**Supplied entries:**
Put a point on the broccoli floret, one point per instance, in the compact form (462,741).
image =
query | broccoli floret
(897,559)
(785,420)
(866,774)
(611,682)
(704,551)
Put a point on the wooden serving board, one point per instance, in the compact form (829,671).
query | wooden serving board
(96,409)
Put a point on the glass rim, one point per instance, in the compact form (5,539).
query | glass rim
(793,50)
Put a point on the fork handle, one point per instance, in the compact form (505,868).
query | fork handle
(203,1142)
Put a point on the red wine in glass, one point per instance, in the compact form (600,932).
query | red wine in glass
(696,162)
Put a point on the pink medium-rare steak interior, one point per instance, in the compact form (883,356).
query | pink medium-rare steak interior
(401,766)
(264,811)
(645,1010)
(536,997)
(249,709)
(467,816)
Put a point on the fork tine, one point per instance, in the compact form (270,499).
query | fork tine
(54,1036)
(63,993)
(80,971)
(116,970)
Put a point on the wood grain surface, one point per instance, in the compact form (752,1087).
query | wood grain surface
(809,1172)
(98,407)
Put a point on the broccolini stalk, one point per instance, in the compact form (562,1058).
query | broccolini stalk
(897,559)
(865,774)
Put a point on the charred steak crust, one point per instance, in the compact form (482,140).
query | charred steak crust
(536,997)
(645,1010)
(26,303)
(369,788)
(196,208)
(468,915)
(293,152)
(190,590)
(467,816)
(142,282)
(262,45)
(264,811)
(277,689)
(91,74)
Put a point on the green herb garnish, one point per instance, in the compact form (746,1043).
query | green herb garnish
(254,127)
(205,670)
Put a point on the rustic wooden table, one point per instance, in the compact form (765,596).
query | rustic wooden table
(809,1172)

**Instructions to follow:**
Write out all of the records above, reproducing every line character for character.

**Worked answer:**
Put a point on the broccoli floret, one point per instance, in the compact form (462,741).
image =
query | broccoli floret
(897,559)
(785,420)
(866,774)
(611,682)
(704,551)
Put a point on the wooden serving board, one point per instance, in the compact form (829,671).
query | wooden serving board
(96,409)
Put a point on the glass rim, one point per instance, in the compact form (5,539).
query | glass rim
(793,50)
Put a point on the fork handle, one point per instance, in the compact form (505,868).
query | fork handle
(203,1142)
Put a point on the red wine in glass, one point per instance, in the compact form (600,932).
query | red wine in glass
(696,162)
Put a point on the pink medium-rare steak interior, one point per instance, in the compact form (883,356).
query | pink medium-rare steak interior
(401,766)
(264,811)
(645,1010)
(536,997)
(249,709)
(467,816)
Put a point on the fork tine, one point per instance, in the compact form (270,499).
query | fork tine
(54,1036)
(63,993)
(80,971)
(116,970)
Put a point on the wood grain surface, one point per instance, in the compact form (752,1087).
query | wood grain surface
(809,1172)
(98,407)
Put a point on the broccolini stalk, one point per instance, in the compact form (562,1058).
query | broccolini stalk
(897,559)
(865,774)
Put a point on the charred steak crust, one point per instance, in the compact form (482,140).
query | charred steak crust
(536,997)
(645,1010)
(26,303)
(369,788)
(196,208)
(468,915)
(293,152)
(190,590)
(467,816)
(142,282)
(262,45)
(264,811)
(277,689)
(91,74)
Put a point on the green herb garnish, one point per instance, in the compact form (746,1043).
query | green herb garnish
(254,127)
(205,670)
Put a point on the rustic wooden table, one point per instance, in the compact form (765,596).
query | rustic wooden table
(809,1172)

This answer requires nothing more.